- Extrait:
Riverboom et notre cœur fait boum

Riverboom, c’est l’histoire de trois protestants qui veulent voir où tombent les parachutes américains en Afghanistan

C’est un documentaire en forme de film, qui est une épopée contemporaine qui s’appuie sur les ressorts du tragique. C’est à la fois une plongée dans l’Afghanistan de 2002 à l’époque où débute la traque d’Oussama Ben Laden, un road-movie comique sur les traces de l’exploratrice Ella Maillart qui a fait le tour du pays en 1939, une leçon d’histoire, un hommage au travail de grand reporter et de photographe de guerre, une ode à l’amitié, une célébration de la vie, un regard froid sur l’absurdité de la guerre. On y découvre, loin de la « Green zone », ce qu’est devenu ce bijou de l’Orient, après l’invasion russe puis la prise en main des Talibans. C’est filmé par un amateur, avec une caméra achetée sur place. Cela nous met dans la situation d’un voyage de vacances qui n’en est vraiment pas un. C’est l’occasion de découvrir les deux autres héros de ce road trip : le correspondant du Figaro, Serge Michel, et Paolo Woods un photographe de guerre qui fait des photos sérieuses en étant joyeux. Tous les trois sont protestants, mais cela n’avait rien de prémédité.

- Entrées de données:

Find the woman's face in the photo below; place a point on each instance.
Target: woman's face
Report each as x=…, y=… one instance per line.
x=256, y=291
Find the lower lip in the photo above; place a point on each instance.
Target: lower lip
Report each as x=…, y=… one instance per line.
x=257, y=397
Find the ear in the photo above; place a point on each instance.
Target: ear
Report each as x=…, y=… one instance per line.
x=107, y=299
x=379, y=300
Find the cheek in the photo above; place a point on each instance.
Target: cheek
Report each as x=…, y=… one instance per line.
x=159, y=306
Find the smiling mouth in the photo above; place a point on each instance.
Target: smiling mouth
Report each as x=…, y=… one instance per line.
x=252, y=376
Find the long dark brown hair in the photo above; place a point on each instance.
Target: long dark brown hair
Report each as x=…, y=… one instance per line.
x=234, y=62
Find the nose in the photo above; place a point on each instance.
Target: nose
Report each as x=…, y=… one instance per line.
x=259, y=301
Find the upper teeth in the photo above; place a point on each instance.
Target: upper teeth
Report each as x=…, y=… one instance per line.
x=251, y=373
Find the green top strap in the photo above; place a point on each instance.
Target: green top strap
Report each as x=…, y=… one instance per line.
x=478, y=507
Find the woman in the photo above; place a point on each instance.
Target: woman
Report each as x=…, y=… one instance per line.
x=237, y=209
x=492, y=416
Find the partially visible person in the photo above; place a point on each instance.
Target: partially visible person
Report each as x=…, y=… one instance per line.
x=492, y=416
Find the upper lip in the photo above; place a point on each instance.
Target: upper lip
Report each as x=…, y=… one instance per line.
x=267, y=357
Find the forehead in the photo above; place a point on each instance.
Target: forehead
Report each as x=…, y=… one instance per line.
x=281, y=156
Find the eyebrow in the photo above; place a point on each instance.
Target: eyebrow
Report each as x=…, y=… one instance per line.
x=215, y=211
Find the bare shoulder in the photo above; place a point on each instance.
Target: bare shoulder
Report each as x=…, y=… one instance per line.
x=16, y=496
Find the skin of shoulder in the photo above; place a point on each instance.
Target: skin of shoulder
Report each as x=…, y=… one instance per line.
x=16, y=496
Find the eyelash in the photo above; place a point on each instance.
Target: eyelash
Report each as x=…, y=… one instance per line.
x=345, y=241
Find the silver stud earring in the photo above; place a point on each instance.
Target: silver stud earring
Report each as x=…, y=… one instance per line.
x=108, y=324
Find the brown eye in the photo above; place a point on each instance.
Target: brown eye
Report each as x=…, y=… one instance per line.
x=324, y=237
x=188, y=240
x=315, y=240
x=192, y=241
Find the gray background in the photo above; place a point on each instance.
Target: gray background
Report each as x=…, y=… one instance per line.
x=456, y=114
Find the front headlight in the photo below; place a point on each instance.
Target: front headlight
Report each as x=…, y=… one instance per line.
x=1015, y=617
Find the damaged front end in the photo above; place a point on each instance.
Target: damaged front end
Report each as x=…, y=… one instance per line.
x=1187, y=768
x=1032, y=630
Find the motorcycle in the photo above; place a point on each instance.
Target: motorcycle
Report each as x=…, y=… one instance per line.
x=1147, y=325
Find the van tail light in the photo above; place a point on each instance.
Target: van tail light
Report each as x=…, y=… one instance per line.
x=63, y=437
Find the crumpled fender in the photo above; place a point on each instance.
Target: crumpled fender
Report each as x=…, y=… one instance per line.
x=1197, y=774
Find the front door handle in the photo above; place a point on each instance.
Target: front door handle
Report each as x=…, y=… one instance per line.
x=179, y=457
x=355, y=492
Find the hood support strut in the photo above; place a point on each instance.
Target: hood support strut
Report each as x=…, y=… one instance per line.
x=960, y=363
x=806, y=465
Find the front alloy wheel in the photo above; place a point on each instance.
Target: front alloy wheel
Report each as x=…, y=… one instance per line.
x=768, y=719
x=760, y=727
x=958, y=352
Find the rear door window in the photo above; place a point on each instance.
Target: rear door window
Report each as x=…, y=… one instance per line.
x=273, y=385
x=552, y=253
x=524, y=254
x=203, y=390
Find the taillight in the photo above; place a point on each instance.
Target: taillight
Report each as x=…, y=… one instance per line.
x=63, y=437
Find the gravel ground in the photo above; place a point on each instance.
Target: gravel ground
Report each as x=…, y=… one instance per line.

- Activité:
Reprenez l'extrait sur le documentaire Riverboom à la suite de sa dernière phrase et prolongez-le de quelques phrases.

- Corrigé:
Une entrée en Terre promise

C’est aussi un parcours initiatique, celui du réalisateur qui fait une relecture de sa vie personnelle, de ses angoisses liées à la mort de ses parents, à la lumière de la foi protestante qui unit les trois comparses et de la Bible qui est un prisme (inconscient ?) à travers lequel Claude Baechtold décrit sa libération intérieure. Après 42 jours de périple dans le « désert afghan », à aller de village en tribu, 42 jours qui sont donc 6 semaines et qui pourraient tout aussi bien être 42 deux années, le temps que le peuple hébreu a passé dans le désert avant d’entrer en Terre promise, Claude Baechtold se retrouve à passer la nuit dans la voiture avec laquelle ils roulent sur des routes qui ne sont parfois des pistes. La rivière Boom est en crue. Ils sont bloqués pour la nuit, au milieu de nulle part, là où tout est sauvage. C’est une nuit  de l’introspection, près de cette rivière qui a tout du Jourdain qui déborde à l’époque où Josué doit traverser, avec le peuple hébreu, pour entrer en Terre promise.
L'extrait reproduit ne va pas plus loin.